▶ _What you should do_
Render these items as a two-column CSV with the header text,answer: one row per item, holding the item's full text and its answer. Put each field in double quotes, turn line breaks into spaces, and leave the pictures out.

▶ _Task data_
>>>
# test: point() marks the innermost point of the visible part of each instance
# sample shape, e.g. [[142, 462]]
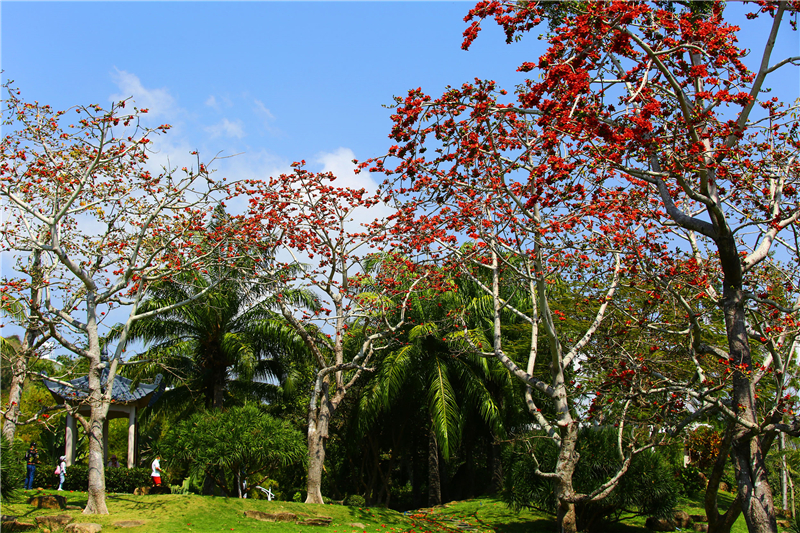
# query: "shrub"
[[691, 480], [355, 500], [12, 468], [242, 443]]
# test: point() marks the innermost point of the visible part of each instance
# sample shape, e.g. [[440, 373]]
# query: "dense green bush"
[[691, 480], [648, 488], [233, 446], [355, 500]]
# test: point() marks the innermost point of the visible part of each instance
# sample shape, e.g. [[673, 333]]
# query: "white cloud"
[[340, 164], [226, 128], [265, 114], [158, 102]]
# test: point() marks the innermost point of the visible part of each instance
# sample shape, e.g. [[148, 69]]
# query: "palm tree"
[[228, 344], [430, 384]]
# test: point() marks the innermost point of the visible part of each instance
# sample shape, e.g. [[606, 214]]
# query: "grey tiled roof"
[[122, 392]]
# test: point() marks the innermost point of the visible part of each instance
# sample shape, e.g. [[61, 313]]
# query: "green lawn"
[[184, 513]]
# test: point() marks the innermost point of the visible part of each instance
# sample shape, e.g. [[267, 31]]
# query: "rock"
[[682, 519], [271, 517], [129, 523], [316, 521], [48, 502], [56, 521], [659, 524], [85, 527]]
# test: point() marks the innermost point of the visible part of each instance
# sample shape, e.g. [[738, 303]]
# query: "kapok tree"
[[81, 206], [522, 221], [325, 251], [34, 338], [659, 92]]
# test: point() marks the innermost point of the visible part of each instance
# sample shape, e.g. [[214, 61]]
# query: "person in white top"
[[156, 473]]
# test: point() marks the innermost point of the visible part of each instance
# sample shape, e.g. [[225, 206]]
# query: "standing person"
[[62, 471], [31, 458], [156, 473]]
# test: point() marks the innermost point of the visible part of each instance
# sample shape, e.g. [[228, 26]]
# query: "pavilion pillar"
[[105, 441], [132, 437], [70, 440]]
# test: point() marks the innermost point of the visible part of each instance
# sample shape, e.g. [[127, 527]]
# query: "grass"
[[192, 513]]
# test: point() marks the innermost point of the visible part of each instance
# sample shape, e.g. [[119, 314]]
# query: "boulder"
[[129, 523], [316, 521], [659, 524], [270, 517], [682, 519], [48, 502], [15, 525], [56, 521], [84, 527]]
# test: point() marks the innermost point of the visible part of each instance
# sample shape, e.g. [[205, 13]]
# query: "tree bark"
[[496, 465], [19, 369], [96, 503], [718, 523], [565, 468], [19, 366], [748, 457], [318, 421]]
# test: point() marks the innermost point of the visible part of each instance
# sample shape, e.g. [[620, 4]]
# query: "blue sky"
[[273, 81]]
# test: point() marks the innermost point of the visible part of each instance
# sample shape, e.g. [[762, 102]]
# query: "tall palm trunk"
[[434, 478]]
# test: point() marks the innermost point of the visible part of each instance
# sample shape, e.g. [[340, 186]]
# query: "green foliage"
[[12, 468], [691, 480], [355, 500], [648, 488], [233, 446]]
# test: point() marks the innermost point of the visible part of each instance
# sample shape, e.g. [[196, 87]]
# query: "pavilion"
[[125, 401]]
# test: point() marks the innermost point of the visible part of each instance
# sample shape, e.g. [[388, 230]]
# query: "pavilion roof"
[[123, 392]]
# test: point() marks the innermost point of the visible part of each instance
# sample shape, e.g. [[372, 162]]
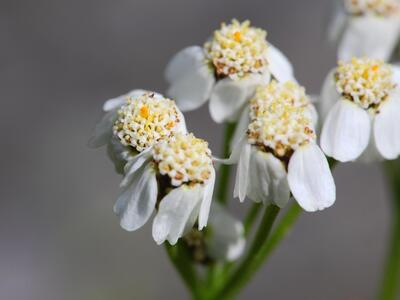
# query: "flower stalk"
[[390, 288]]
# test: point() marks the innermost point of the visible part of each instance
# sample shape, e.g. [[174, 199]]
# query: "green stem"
[[246, 268], [251, 217], [225, 170], [390, 288], [180, 258]]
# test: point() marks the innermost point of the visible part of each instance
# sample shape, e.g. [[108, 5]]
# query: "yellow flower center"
[[143, 121], [366, 82], [184, 158], [237, 49], [383, 8], [280, 121]]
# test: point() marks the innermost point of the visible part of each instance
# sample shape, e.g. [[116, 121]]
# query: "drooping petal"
[[370, 36], [242, 173], [134, 165], [346, 131], [267, 179], [190, 78], [241, 127], [229, 96], [207, 199], [226, 240], [119, 101], [279, 66], [103, 130], [329, 95], [387, 128], [177, 213], [137, 201], [310, 178]]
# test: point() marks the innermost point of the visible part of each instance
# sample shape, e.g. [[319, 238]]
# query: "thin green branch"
[[390, 287], [247, 267], [181, 260], [225, 170]]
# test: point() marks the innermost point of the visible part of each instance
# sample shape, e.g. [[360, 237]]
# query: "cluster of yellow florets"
[[280, 120], [145, 120], [384, 8], [364, 81], [237, 49], [184, 158]]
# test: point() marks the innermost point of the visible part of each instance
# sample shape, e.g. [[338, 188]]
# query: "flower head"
[[360, 106], [145, 120], [225, 70], [184, 159], [278, 155], [366, 82], [237, 49], [134, 123], [177, 178], [279, 122]]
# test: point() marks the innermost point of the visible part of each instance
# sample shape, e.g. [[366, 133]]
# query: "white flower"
[[278, 155], [366, 28], [225, 70], [360, 105], [176, 177], [225, 240], [134, 122]]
<<<
▶ _Reply to the task_
text,answer
"# test: point() marks the innermost point of the visible part of each instance # sample shape, e.g. [[142, 462]] # query: ""shrub""","[[691, 480], [355, 500], [12, 468], [242, 443]]"
"# test: point() marks the innermost point of the visible part of each instance # sample shape, e.g. [[440, 373]] # query: ""dense green bush""","[[691, 480], [648, 488], [233, 446], [355, 500]]"
"# test: point() marks the innermost point of the visible part of each instance # sample shape, e.g. [[673, 333]] # query: ""white cloud""","[[340, 164], [226, 128], [265, 114], [158, 102]]"
"# test: point() marks the innermost point of the visible part of each instance # sample shape, e.g. [[148, 69]] # query: ""palm tree""","[[228, 344], [430, 384]]"
"# test: point() marks the innermost point of the visible part of each instance # sample shape, e.g. [[606, 214]] # query: ""grey tiled roof""","[[122, 392]]"
"# test: point() marks the innermost point of the visible part of each instance # sample shape, e.g. [[61, 313]] # query: ""green lawn""","[[184, 513]]"
"# test: point() marks the innermost point of the visible part of each instance # sample shape, e.g. [[267, 31]] # query: ""rock""","[[682, 519], [271, 517], [129, 523], [316, 521], [48, 502], [56, 521], [659, 524], [85, 527]]"
"# test: point() marks the innermost point of the visible part of each instance # sample shape, e.g. [[738, 303]] # query: ""kapok tree""","[[81, 206], [522, 221], [325, 251], [34, 338], [659, 92]]"
"# test: point() marks the innermost point of the visible part of each instance # sample shape, e.g. [[214, 61]] # query: ""person in white top""","[[156, 473]]"
"# test: point() marks the innermost point of the visible part of each instance # sample shape, e.g. [[225, 206]] # query: ""standing person""","[[62, 471], [31, 458], [156, 473]]"
"# test: point() marks the innermost point of the visible part of each instance # sample shape, e.g. [[228, 26]] # query: ""pavilion pillar""","[[105, 441], [132, 437], [70, 440]]"
"# test: point() marks the innermost point of the visible part of each instance # sample shape, e.g. [[127, 527]] # query: ""grass""","[[192, 513]]"
"# test: point() marks the innermost point of the visible part of each instance # sample shape, e.g. [[119, 314]] # query: ""boulder""","[[129, 523], [316, 521], [659, 524], [270, 517], [682, 519], [48, 502], [15, 525], [56, 521], [84, 527]]"
"# test: point() marks the innermost point of the visible part of each instance # sample shape, e.g. [[205, 13]] # query: ""tree bark""","[[496, 465], [19, 369], [96, 503], [718, 523], [565, 468], [19, 366], [748, 457], [318, 421]]"
"# test: point() marks the innermost point of the visible part of each instance # sample shape, e.g. [[620, 4]] # query: ""blue sky""","[[273, 81]]"
"# test: point() marks the innermost point of the visible part of each instance # sample shape, e.g. [[762, 102]] # query: ""tall palm trunk""","[[434, 478]]"
"# test: point() marks the innermost point of the visible part of each instance # sample shape, e.g. [[340, 186]] # query: ""green foliage""","[[12, 468], [691, 480], [355, 500], [648, 488], [233, 446]]"
"# test: point() marks the innermost point of the visible part of each instance # sample shape, e.g. [[196, 87]] # query: ""pavilion""","[[125, 401]]"
"# test: point() marks the innermost point of the visible part of each instance # sample shape, e.g. [[388, 230]] # query: ""pavilion roof""","[[123, 392]]"
"# test: point() marks the innermost point of the visible part of each instance # sample shape, e.g. [[372, 162]] # query: ""flower stalk""","[[390, 288]]"
"# test: point() marks the innermost point of the visible part of each instance # sample shape, e.g. [[174, 199]] # query: ""green stem""","[[246, 268], [251, 217], [225, 170], [390, 288], [180, 258]]"
"# test: point() marks the innermost point of the visible part of each instance # sample shape, e.g. [[108, 5]] # query: ""yellow flower center""","[[143, 121], [366, 82], [184, 158], [237, 49], [383, 8], [280, 121]]"
"# test: point() marks the innermost point of the visible part of each instance # sample shape, e.g. [[116, 121]] # query: ""drooping petal""","[[370, 36], [242, 173], [134, 165], [346, 131], [267, 179], [190, 78], [241, 127], [229, 96], [207, 199], [226, 240], [119, 101], [279, 66], [103, 130], [329, 95], [387, 128], [177, 213], [137, 201], [310, 178]]"
"# test: point() marks the innermost point of the visible part of each instance # sample shape, e.g. [[319, 238]] # query: ""thin green branch""","[[390, 287], [247, 267], [181, 260], [225, 170]]"
"# test: point() marks the innermost point of the visible part of each instance # sample shape, e.g. [[360, 237]] # query: ""cluster of yellow florets""","[[280, 120], [145, 120], [384, 8], [364, 81], [237, 49], [184, 158]]"
"# test: point() marks the innermost point of the visible part of each instance # sample shape, e.g. [[338, 188]] # query: ""flower head""","[[360, 106], [145, 120], [225, 70], [184, 159], [278, 155], [366, 82], [237, 49], [134, 123], [177, 178], [279, 122]]"
"# test: point() marks the innermost point of the visible part of each instance # sample shape, e.g. [[366, 133]] # query: ""white flower""","[[278, 155], [366, 28], [225, 70], [360, 105], [176, 177], [225, 240], [134, 122]]"